> Work instructions
Please set down only the lines between the line containing "If you could identify the antenna tower" and the end of the records, inclusive, exactly as they stand.

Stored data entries
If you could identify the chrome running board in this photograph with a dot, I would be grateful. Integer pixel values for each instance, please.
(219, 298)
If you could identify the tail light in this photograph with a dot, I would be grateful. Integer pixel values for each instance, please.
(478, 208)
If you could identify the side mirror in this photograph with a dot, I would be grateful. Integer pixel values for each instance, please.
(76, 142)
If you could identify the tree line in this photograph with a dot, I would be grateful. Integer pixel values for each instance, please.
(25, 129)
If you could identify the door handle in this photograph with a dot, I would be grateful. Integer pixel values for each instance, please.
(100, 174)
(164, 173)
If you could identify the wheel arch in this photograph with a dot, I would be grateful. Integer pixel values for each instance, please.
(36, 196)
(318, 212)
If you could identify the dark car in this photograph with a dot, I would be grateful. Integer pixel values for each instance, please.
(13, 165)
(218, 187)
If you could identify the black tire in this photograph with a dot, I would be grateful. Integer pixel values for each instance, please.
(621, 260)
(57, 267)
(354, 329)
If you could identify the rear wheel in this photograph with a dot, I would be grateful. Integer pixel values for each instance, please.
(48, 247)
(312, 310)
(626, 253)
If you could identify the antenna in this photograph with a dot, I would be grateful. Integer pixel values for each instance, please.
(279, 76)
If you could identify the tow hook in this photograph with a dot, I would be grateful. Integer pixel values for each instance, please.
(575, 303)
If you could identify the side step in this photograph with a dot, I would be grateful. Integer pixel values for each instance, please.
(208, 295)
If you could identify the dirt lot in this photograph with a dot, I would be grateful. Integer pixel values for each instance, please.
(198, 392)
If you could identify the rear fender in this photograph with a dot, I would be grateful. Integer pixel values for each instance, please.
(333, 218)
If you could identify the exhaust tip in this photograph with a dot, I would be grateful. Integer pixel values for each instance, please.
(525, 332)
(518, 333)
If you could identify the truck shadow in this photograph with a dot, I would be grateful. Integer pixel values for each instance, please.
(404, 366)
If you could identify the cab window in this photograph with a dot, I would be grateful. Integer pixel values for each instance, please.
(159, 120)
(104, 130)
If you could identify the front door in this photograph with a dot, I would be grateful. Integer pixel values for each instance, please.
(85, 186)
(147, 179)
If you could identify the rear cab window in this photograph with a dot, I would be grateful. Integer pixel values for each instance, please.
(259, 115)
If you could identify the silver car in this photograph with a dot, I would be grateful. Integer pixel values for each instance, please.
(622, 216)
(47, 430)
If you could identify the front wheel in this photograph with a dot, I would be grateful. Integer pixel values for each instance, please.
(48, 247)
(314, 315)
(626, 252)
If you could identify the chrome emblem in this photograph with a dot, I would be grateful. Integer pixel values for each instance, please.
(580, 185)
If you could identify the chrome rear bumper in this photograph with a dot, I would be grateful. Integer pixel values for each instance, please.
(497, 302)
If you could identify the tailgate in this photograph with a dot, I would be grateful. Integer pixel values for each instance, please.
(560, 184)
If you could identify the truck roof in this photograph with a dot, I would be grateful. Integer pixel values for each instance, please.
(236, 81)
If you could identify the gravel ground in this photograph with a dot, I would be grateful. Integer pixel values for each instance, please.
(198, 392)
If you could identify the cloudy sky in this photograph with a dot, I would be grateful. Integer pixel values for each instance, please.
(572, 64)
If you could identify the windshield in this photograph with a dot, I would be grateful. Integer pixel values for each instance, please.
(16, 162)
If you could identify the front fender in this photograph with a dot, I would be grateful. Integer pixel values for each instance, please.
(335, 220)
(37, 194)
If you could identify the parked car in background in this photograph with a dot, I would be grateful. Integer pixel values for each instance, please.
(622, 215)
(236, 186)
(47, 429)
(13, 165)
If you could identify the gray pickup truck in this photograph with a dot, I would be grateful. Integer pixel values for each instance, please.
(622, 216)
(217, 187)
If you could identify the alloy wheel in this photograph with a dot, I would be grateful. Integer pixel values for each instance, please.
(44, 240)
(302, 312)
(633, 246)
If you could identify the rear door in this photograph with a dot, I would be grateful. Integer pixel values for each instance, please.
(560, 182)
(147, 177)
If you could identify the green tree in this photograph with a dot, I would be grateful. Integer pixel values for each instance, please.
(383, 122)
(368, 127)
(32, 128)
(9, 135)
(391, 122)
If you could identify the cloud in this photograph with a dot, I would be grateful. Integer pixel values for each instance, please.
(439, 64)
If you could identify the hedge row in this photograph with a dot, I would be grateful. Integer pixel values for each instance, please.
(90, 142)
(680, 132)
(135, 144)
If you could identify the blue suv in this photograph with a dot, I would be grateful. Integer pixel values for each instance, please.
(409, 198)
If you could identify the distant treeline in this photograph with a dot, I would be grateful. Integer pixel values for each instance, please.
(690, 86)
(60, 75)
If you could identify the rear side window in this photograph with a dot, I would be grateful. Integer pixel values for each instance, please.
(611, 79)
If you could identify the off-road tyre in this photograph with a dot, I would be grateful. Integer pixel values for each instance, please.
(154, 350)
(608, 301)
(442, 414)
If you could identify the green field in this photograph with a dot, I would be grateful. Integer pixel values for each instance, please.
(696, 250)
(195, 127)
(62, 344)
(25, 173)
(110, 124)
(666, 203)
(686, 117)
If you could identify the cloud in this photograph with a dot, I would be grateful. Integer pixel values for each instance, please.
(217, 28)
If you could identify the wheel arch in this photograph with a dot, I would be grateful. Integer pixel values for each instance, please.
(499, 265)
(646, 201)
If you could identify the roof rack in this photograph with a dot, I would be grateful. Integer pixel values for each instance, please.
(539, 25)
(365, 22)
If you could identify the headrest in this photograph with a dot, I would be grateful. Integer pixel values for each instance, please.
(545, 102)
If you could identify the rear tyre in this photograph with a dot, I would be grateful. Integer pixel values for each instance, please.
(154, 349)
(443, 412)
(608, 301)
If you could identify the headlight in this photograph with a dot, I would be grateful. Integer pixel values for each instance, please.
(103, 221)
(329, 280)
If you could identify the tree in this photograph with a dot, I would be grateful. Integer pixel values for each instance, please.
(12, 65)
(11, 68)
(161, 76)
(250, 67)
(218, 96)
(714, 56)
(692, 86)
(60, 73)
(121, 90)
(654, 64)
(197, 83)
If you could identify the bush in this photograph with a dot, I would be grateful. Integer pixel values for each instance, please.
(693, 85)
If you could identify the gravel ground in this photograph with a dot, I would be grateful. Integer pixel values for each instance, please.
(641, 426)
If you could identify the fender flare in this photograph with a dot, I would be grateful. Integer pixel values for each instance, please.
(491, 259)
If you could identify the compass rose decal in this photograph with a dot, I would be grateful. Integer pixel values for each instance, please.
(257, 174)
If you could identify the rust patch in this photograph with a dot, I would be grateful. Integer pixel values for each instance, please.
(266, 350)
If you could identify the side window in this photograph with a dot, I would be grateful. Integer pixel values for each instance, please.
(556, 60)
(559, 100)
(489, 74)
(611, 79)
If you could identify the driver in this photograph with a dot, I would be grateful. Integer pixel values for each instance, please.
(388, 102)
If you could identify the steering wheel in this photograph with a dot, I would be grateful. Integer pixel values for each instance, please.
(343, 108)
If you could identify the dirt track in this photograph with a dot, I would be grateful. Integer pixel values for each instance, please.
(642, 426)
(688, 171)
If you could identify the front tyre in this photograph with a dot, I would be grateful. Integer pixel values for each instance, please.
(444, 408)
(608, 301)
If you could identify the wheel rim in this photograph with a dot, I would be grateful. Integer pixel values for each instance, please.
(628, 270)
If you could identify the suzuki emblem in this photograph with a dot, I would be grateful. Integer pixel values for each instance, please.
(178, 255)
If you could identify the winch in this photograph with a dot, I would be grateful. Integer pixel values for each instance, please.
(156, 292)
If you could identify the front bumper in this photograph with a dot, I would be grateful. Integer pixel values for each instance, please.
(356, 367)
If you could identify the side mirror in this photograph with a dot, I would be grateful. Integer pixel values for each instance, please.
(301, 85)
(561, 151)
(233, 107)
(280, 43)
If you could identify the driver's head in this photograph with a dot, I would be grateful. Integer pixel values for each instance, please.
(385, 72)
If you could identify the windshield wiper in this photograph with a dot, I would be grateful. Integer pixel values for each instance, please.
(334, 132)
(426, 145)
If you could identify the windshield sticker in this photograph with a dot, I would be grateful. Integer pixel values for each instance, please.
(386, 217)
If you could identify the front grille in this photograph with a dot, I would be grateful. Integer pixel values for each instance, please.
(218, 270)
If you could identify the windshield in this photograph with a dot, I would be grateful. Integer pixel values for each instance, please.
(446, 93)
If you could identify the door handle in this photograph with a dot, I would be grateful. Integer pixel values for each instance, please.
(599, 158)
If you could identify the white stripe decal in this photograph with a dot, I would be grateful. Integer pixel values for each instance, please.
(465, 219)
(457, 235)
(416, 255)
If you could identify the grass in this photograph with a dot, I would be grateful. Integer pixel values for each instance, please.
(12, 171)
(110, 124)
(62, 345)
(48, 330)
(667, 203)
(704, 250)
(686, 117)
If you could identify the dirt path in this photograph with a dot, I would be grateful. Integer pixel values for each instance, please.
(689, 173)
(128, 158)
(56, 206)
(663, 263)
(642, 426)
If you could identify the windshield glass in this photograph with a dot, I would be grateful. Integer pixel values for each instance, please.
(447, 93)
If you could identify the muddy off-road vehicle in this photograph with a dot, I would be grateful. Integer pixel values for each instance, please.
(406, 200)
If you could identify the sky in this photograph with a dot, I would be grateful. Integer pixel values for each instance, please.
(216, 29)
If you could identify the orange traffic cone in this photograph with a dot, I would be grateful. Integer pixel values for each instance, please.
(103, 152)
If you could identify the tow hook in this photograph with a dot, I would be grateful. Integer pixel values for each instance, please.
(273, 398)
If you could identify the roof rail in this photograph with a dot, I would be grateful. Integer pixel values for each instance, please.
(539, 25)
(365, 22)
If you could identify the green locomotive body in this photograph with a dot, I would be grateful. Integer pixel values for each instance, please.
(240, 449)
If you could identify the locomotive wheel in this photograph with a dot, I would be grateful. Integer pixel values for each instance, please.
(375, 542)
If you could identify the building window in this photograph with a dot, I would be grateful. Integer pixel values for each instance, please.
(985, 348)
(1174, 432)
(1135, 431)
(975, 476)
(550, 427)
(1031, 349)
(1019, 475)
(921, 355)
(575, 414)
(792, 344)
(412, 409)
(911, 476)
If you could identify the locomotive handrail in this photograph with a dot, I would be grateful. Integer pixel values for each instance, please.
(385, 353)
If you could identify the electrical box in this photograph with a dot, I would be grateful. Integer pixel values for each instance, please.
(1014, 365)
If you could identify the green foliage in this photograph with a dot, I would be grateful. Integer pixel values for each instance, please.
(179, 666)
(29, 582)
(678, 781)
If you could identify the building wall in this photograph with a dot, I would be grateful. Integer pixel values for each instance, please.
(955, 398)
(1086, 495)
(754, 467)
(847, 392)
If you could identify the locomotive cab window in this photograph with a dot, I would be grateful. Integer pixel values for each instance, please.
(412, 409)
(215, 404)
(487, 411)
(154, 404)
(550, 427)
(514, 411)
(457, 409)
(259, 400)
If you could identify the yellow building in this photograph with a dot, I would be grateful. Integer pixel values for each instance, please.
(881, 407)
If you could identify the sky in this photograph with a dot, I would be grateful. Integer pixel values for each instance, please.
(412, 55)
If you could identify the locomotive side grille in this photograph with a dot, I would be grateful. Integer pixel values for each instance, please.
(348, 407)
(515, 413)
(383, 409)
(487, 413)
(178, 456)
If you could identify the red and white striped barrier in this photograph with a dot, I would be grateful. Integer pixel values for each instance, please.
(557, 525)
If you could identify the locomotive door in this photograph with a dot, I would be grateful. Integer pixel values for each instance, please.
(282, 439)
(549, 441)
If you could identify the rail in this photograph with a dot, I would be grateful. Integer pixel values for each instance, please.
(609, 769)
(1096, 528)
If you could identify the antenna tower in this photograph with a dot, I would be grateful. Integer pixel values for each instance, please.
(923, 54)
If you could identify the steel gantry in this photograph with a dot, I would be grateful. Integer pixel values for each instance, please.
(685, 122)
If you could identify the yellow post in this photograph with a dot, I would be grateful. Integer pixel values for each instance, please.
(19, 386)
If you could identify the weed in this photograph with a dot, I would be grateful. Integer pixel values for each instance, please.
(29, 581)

> Exercise result
If you could identify the antenna tower in this photograph with a dot, I would be grateful. Integer pixel values for each instance, please.
(923, 54)
If you could identify the steel gantry in this photograph with a dot, I would be grateful. Integer pixel values for each instance, please.
(685, 122)
If you could identify the yellow post in this photograph with a dot, I would be grateful. Integer pixel values for each instance, please.
(19, 386)
If you could identify the weed in this photograph with a dot, I would be grateful. Integer pixel values for each instance, please.
(29, 581)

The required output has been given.